> [EXERCISE BRIEF]:
Copy the records below word for word, beginning with the line that contains "Put a marker on each instance of the player" and continuing through the line that contains "[(355, 156), (393, 147)]".

(Pointing and labeling entries)
◆ ◆ ◆ ◆
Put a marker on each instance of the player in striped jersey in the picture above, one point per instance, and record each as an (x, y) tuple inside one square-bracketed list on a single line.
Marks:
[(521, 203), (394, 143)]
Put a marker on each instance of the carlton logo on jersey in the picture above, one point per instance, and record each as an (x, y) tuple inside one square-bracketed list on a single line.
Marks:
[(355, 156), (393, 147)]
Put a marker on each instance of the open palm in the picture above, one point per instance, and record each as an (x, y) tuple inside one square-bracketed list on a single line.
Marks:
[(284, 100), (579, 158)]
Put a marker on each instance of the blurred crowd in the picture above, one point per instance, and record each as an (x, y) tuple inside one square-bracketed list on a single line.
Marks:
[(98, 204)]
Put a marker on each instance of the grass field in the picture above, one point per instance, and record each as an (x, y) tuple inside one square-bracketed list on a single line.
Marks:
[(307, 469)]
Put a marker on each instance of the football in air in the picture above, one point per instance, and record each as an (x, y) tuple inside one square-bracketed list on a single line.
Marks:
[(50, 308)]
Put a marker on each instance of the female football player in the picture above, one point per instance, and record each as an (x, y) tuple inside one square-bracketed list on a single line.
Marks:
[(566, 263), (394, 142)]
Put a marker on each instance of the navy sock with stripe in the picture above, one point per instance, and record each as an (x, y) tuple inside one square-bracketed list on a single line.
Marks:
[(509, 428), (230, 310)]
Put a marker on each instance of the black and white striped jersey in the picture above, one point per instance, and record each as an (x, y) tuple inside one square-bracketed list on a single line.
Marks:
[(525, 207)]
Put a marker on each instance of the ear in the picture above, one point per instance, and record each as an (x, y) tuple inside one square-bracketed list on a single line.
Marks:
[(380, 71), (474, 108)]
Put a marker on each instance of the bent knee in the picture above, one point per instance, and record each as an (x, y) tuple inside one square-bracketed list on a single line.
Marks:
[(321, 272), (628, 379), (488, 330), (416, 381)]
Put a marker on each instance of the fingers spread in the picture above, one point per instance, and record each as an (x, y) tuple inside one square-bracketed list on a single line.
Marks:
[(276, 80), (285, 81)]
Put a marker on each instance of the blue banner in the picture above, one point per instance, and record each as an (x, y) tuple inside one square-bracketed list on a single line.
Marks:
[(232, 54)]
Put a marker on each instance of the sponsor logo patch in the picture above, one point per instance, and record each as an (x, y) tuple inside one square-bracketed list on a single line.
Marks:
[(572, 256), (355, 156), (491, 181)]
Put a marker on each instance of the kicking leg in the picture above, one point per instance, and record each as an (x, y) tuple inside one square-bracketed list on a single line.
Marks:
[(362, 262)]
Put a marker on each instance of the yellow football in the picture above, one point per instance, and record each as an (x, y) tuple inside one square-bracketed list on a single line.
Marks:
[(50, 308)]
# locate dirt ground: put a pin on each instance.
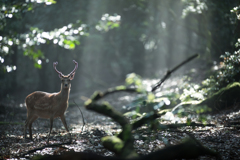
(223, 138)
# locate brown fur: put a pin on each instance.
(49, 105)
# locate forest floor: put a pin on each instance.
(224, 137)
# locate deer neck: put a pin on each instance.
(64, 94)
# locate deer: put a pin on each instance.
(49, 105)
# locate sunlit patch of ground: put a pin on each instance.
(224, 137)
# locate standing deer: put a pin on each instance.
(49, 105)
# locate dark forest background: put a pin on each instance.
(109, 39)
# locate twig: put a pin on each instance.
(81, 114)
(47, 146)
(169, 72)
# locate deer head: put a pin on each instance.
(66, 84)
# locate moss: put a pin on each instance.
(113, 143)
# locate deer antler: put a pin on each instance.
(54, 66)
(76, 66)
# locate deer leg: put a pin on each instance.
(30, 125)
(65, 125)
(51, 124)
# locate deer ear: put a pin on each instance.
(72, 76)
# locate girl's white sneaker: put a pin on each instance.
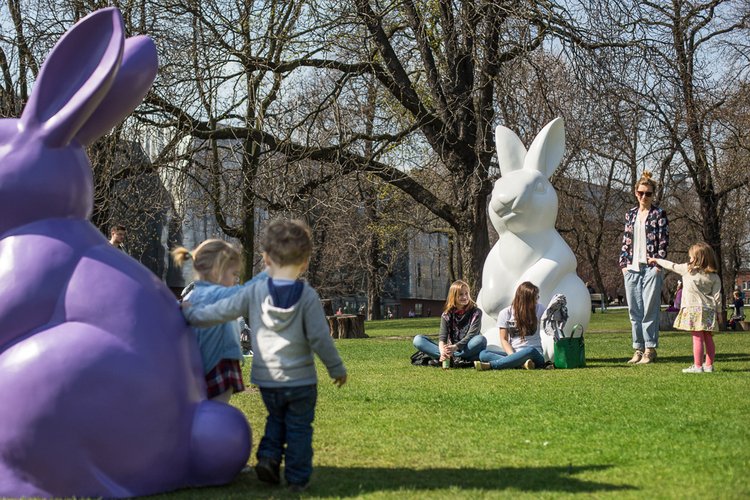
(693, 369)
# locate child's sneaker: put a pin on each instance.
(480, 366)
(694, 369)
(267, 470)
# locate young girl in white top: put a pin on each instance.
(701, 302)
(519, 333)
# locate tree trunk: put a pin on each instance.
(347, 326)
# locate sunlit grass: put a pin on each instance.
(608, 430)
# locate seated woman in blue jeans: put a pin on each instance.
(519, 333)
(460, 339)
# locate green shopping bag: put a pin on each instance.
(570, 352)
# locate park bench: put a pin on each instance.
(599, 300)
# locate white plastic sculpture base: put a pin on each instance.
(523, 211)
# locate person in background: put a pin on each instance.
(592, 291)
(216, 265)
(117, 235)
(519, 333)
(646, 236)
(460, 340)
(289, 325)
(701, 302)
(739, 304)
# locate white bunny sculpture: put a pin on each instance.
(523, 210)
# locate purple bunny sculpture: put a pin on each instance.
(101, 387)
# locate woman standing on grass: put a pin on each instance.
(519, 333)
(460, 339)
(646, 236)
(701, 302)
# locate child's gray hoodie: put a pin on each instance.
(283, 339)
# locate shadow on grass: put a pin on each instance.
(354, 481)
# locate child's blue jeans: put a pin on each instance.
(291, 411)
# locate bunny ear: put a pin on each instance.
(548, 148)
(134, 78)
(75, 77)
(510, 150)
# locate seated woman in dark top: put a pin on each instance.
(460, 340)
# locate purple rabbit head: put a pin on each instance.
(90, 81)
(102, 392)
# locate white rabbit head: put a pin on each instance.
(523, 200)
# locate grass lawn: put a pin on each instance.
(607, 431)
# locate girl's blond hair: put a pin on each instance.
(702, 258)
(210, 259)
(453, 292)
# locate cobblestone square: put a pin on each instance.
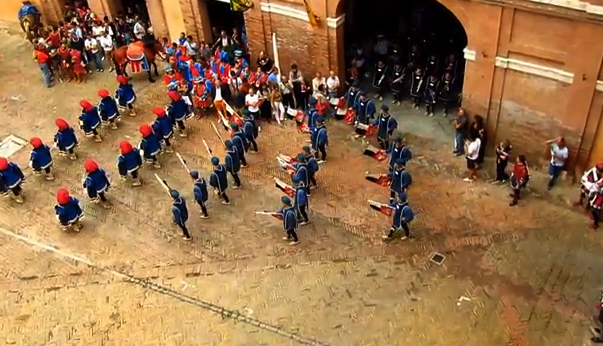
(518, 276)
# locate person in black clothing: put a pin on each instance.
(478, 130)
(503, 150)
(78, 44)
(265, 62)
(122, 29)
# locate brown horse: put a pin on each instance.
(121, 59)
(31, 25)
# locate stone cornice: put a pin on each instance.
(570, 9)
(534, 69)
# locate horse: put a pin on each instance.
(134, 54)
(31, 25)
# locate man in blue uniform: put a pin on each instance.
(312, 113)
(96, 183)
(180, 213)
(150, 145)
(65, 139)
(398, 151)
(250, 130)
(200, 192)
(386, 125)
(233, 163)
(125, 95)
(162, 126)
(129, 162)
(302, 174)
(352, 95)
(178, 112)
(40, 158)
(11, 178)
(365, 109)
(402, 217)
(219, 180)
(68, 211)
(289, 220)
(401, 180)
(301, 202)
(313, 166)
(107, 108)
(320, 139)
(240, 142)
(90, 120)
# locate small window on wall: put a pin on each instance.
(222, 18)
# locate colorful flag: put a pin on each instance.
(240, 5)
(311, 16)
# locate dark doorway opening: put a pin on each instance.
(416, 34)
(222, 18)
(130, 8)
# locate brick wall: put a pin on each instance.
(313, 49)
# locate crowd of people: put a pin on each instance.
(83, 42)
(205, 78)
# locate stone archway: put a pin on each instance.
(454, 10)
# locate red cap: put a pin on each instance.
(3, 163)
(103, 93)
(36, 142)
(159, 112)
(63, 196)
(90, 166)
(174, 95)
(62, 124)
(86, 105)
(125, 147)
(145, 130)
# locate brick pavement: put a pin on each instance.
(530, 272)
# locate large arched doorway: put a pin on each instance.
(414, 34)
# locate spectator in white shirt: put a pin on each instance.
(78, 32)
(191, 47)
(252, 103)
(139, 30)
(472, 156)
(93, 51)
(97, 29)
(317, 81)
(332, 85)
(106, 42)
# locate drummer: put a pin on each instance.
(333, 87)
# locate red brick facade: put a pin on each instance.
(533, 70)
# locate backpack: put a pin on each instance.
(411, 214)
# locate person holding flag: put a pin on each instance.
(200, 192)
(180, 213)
◆ ◆ ◆ ◆
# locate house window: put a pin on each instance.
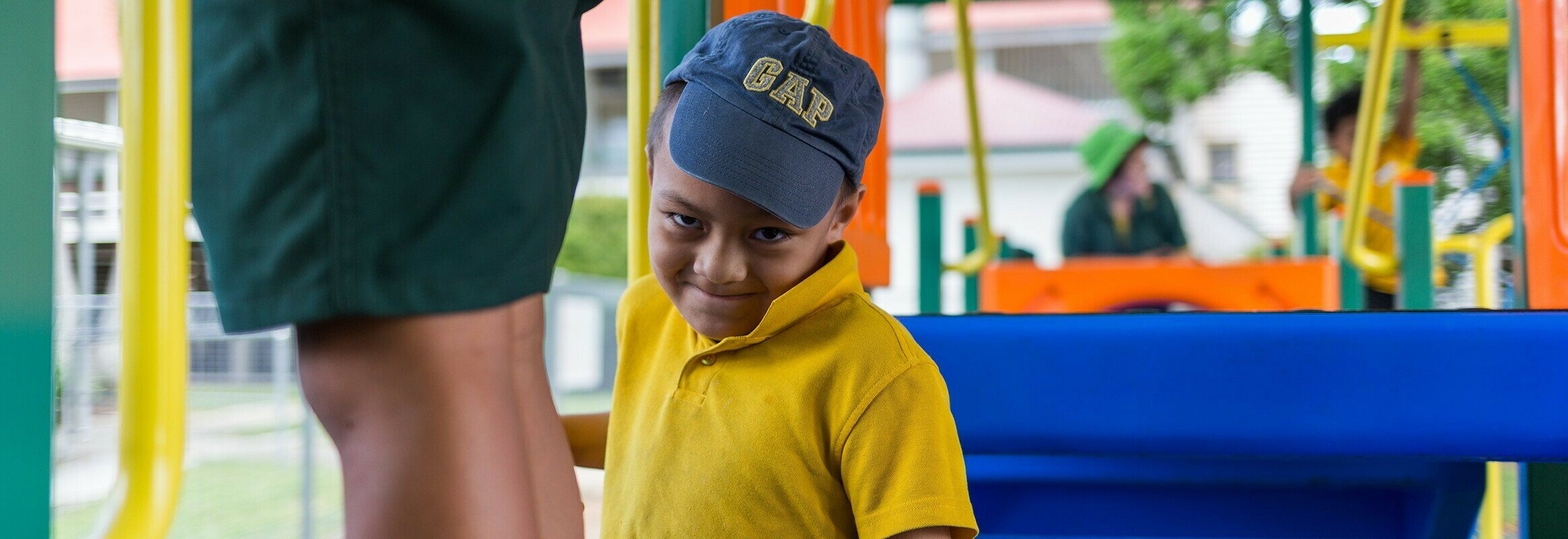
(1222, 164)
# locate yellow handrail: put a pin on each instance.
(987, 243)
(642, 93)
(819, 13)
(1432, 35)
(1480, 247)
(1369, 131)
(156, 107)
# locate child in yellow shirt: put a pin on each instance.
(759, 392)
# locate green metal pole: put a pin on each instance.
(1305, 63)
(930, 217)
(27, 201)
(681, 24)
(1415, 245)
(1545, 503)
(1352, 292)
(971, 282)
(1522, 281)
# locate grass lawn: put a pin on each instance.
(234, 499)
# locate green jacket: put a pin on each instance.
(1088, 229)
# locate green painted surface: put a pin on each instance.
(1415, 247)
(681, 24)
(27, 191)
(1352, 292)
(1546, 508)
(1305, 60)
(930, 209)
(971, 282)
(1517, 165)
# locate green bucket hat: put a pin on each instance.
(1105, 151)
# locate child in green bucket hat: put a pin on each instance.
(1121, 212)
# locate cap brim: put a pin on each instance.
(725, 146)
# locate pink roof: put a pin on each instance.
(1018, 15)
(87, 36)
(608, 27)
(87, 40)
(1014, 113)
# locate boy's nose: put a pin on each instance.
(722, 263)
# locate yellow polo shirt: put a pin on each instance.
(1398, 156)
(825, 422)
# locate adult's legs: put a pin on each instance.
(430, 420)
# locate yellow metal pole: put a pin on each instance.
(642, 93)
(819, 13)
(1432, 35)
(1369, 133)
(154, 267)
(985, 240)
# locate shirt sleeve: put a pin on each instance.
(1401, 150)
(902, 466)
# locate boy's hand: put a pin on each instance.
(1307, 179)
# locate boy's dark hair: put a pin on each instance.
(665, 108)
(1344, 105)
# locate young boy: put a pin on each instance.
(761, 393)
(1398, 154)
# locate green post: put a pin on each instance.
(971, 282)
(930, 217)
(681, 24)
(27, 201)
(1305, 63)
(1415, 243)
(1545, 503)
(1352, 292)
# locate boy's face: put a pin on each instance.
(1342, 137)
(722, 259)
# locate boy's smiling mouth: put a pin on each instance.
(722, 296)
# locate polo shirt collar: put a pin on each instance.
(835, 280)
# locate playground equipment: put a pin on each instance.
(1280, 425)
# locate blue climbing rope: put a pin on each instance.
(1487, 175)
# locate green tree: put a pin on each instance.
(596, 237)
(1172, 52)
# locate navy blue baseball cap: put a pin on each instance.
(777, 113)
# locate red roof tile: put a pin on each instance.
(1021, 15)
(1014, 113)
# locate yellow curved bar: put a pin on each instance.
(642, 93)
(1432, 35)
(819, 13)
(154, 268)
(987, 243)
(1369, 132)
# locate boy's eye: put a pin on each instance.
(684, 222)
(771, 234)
◆ ◆ ◆ ◆
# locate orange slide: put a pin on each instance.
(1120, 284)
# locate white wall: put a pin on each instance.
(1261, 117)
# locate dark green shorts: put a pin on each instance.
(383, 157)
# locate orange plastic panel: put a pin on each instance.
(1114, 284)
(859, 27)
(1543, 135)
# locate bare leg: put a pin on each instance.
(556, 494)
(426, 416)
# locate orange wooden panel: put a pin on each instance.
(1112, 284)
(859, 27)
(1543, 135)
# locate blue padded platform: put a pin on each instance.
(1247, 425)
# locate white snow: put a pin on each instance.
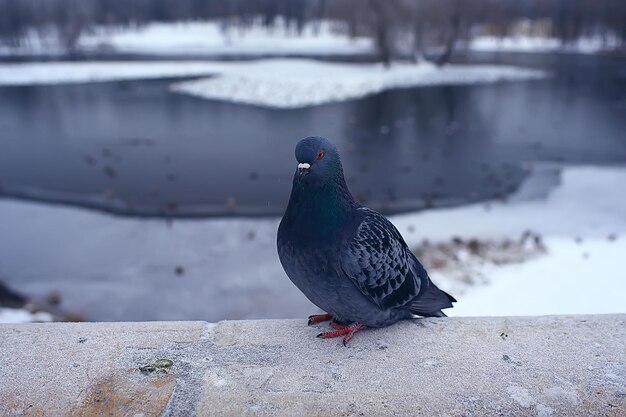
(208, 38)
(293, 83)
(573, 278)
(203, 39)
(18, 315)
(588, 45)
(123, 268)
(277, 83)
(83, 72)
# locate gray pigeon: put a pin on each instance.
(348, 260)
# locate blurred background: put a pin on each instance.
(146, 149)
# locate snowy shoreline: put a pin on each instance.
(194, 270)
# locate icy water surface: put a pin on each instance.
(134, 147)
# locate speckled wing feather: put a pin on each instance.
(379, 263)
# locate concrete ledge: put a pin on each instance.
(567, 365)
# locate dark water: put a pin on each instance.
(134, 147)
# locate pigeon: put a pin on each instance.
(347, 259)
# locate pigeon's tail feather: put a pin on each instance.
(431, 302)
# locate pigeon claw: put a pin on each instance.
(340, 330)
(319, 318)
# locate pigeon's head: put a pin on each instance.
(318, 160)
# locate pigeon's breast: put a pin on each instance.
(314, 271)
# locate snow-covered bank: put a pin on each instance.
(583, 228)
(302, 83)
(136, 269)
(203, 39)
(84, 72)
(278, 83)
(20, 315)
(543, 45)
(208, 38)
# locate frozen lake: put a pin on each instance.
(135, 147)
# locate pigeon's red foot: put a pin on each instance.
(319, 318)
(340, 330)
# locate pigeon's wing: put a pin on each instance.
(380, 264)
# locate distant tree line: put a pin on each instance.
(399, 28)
◆ ◆ ◆ ◆
> [SOLUTION TO THIS TASK]:
Put a marker on each instance of the player in striped jersey in the picture above, one point per instance, and record each as an (x, y) tuple inside one square-bracketed list on a single line.
Marks:
[(521, 203), (394, 143)]
Put a marker on each instance of the carlton logo on jersey in the picture above, one point per instance, and record each as an (x, y) tuple inside one square-bracketed list on a single line.
Marks:
[(355, 156), (393, 147)]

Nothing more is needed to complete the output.